Cubans are taking to the streets over food shortages and outrageously high prices, calling for an end to the country’s communist regime with mass protests.
“Cuban citizens have taken to the streets across the country for the first time in more than six decades to protest against deteriorating living conditions and the lack of basic goods and services, including medical attention amid increasing numbers of coronavirus infections,” The Wall Street Journal reported.
There have been other protests in Cuba, but this time the Cuban government seems worried. The Wall Street Journal further commented that the “demonstrations are more widespread and larger than ever before … Protesters this time appear willing to stand up against the government.” President Díaz-Canel has called the protests a U.S.-supported conspiracy to undermine and subvert the Communist Party through instability.
Meanwhile, President Joe Biden’s administration has made it clear that the U.S. will not welcome Cuban refugees, thus continuing Trump-era policies regarding restrictions and sanctions against Cuba. Republicans, including Sens. Marco Rubio and Elliot Abrams, want the Biden Administration to support to the Cuban protestors without softening the sanctions against the Cuban government. The actual substance of this proposal is not clearly defined.
Could this be the beginning of the end for the Cuban Communist Party? If so, how can we interpret these events through a theological and moral lens?
The communist state in Cuba is known for its history of human rights violations, including, but not limited to, arbitrary detention, free-speech restrictions, persecuting Christians and other non-government-approved religions, violating labor rights, barring its citizens the freedom of mobility, and failing to provide basic goods and services. Cuba only began to recognize property rights in 2019.
The Old Testament scholar Walter Kaiser Jr. wrote in “Toward Old Testament Ethics” that: “Oppression which is directed against spiritual obligations or personal rights is condemned by God.” Cuba’s communist regime may now be experiencing a long-due reckoning.
The socialist program cannot succeed. The system is self-destructive. Ludwig von Mises once wrote:
[T]he socialist idea is nothing but a grandiose rationalization of petty resentments. Not one of its theories can withstand scientific criticism and all its deductions are ill-founded. Its conception of the capitalist economy has long been seen to be false; its plan of a future social order proves to be inwardly contradictory, and therefore impracticable.

## [Required work]
a. List every human rights violation that the article on the Cuba protests attributes to the communist state in Cuba.
b. Answer these questions from the article on the Cuba protests:
(i) In what year did Cuba begin to recognize property rights?
(ii) Which work by Walter Kaiser Jr. does the article quote?
(iii) What did President Díaz-Canel call the protests?
c. Reproduce word for word the passage of the article on the Cuba protests that opens with the words containing "Could this be" and closes with "a long-due reckoning.".

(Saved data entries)
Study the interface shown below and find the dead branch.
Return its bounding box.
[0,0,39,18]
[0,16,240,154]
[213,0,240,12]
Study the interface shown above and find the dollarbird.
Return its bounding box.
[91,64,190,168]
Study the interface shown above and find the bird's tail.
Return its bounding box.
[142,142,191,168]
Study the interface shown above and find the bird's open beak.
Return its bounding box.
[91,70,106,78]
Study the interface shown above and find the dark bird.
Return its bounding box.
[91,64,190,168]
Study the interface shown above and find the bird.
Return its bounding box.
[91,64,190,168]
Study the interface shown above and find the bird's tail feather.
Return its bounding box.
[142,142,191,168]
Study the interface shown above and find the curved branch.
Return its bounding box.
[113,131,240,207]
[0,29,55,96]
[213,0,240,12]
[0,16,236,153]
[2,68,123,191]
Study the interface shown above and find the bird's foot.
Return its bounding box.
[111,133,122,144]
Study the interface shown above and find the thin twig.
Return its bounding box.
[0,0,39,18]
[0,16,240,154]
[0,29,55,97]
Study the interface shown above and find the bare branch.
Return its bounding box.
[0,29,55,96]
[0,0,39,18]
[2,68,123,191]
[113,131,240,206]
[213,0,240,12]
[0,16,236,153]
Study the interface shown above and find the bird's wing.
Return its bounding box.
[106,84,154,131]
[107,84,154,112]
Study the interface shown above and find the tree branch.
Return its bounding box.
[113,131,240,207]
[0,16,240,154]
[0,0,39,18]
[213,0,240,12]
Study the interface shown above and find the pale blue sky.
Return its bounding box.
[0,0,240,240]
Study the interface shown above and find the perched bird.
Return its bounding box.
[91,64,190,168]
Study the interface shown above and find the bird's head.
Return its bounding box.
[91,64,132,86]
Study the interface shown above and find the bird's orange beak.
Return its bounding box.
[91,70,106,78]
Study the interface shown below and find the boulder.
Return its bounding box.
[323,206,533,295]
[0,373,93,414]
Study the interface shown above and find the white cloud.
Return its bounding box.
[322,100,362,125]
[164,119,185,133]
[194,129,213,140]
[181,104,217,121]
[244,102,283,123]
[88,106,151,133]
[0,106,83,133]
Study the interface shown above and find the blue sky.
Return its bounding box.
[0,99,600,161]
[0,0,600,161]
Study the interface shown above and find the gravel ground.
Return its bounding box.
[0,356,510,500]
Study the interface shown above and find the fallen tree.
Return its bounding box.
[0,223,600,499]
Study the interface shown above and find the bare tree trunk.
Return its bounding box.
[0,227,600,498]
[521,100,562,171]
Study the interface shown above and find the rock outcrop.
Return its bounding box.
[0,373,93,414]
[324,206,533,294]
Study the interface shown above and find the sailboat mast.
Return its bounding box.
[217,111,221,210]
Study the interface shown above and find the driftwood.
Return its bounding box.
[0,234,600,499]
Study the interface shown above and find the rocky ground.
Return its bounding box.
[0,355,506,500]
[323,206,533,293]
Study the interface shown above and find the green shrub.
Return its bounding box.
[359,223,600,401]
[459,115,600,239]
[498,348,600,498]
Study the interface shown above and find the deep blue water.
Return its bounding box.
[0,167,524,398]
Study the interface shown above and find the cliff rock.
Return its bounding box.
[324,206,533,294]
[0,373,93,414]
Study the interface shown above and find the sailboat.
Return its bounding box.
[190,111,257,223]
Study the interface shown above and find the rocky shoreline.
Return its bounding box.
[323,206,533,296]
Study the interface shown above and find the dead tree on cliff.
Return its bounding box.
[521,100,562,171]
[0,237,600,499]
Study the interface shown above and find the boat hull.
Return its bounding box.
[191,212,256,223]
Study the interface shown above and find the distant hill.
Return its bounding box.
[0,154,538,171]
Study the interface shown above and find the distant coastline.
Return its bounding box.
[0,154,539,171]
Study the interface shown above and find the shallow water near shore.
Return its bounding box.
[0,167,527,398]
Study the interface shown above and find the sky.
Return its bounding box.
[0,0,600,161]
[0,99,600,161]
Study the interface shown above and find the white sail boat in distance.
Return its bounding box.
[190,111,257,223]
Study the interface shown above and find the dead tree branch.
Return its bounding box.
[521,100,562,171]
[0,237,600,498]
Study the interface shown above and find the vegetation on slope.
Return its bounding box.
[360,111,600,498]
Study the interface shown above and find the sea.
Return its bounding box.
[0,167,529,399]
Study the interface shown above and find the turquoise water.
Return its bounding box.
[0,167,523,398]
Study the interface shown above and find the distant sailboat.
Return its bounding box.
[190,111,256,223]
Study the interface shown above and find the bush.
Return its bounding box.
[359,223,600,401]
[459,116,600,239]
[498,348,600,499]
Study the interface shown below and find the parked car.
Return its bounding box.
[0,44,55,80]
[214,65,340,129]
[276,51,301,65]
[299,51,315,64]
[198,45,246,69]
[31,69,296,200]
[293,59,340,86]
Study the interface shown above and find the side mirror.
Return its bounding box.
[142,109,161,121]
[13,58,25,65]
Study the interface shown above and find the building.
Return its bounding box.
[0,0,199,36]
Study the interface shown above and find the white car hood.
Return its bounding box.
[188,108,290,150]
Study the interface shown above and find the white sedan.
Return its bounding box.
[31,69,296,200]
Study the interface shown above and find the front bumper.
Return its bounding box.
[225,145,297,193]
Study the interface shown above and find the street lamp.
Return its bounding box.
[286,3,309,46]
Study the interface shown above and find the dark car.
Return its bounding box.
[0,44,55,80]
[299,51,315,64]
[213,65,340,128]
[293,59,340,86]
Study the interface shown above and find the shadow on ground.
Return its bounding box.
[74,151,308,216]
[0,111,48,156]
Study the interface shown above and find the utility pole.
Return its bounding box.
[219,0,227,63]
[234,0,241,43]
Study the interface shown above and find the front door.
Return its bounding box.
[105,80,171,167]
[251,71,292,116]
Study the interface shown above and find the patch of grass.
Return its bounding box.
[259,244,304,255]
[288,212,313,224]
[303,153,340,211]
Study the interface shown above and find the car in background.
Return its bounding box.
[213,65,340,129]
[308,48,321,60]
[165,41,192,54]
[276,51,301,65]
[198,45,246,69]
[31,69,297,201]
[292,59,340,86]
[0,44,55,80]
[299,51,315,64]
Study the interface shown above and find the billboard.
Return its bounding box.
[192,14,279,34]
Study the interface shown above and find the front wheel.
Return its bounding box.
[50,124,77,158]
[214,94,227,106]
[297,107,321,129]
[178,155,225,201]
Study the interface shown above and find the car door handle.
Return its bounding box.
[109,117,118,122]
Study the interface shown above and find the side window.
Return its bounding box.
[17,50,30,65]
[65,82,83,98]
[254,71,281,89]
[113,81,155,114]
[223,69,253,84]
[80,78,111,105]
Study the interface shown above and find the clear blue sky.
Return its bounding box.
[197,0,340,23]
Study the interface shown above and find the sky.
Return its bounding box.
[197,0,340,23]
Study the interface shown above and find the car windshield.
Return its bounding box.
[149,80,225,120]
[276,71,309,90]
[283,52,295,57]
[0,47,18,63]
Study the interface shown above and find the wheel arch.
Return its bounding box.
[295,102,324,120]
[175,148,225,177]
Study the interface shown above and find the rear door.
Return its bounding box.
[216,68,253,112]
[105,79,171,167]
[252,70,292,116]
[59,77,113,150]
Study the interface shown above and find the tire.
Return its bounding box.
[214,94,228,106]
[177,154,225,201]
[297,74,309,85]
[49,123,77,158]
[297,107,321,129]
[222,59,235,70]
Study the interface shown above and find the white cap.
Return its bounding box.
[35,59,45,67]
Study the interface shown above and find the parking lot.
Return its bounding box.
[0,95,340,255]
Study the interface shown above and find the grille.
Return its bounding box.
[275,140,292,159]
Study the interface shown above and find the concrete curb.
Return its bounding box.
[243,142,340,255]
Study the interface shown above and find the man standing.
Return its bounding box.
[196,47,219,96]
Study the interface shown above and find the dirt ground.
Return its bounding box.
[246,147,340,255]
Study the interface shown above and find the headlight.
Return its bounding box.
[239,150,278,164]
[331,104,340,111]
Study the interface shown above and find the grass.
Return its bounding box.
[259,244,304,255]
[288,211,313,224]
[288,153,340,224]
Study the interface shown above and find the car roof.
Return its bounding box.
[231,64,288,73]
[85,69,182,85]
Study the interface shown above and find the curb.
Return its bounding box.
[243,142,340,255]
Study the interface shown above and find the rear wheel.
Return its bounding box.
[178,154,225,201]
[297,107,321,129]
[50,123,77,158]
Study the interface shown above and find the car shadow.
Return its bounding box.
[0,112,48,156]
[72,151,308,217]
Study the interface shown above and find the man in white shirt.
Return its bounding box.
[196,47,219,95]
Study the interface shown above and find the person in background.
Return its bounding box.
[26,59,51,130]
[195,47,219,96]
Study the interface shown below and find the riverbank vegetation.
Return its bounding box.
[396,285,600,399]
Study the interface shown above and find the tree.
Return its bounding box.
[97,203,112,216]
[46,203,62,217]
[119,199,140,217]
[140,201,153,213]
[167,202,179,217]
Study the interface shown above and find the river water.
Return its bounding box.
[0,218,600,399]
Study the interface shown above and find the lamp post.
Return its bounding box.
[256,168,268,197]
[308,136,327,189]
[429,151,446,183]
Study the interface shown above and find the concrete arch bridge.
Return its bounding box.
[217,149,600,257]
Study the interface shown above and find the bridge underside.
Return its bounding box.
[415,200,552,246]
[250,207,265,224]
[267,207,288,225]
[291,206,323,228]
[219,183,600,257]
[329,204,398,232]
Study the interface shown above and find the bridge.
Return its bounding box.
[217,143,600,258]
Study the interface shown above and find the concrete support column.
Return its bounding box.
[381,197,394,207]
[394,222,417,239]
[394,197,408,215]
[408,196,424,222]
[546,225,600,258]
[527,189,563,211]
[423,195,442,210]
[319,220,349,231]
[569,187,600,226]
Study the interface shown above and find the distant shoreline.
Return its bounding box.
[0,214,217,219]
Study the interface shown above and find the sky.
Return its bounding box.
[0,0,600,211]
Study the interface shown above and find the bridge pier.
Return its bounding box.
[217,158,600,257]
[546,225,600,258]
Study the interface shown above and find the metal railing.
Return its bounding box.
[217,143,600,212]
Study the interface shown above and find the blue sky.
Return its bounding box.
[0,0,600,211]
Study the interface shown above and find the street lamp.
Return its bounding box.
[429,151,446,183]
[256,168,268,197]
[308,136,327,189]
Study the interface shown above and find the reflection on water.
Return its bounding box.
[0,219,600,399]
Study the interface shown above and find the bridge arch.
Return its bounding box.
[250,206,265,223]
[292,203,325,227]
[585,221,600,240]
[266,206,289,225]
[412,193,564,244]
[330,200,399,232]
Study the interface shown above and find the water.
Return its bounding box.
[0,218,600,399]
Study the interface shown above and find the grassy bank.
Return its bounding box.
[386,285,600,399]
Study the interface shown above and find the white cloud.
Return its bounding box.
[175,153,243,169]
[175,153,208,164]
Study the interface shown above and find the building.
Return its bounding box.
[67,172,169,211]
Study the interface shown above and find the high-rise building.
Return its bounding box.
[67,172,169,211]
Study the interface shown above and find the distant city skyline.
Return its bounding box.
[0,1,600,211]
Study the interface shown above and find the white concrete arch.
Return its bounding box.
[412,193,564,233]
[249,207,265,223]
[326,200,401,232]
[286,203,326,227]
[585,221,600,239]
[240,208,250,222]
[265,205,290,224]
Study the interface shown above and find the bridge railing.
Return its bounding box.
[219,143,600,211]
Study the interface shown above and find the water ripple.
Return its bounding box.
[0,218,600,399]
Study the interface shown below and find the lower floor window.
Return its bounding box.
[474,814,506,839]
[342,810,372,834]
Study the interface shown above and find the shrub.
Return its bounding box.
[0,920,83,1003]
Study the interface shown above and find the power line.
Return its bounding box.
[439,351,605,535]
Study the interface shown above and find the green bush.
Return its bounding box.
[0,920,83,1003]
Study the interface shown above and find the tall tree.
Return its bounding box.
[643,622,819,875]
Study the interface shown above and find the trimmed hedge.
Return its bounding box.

## [Task solutions]
a.
- Arbitrary detention
- Free-speech restrictions
- Persecuting Christians and other non-government-approved religions
- Violating labor rights
- Barring its citizens the freedom of mobility
- Failing to provide basic goods and services

b.
(i) 2019
(ii) "Toward Old Testament Ethics"
(iii) A U.S.-supported conspiracy to undermine and subvert the Communist Party through instability

c.
Could this be the beginning of the end for the Cuban Communist Party? If so, how can we interpret these events through a theological and moral lens?
The communist state in Cuba is known for its history of human rights violations, including, but not limited to, arbitrary detention, free-speech restrictions, persecuting Christians and other non-government-approved religions, violating labor rights, barring its citizens the freedom of mobility, and failing to provide basic goods and services. Cuba only began to recognize property rights in 2019.
The Old Testament scholar Walter Kaiser Jr. wrote in “Toward Old Testament Ethics” that: “Oppression which is directed against spiritual obligations or personal rights is condemned by God.” Cuba’s communist regime may now be experiencing a long-due reckoning.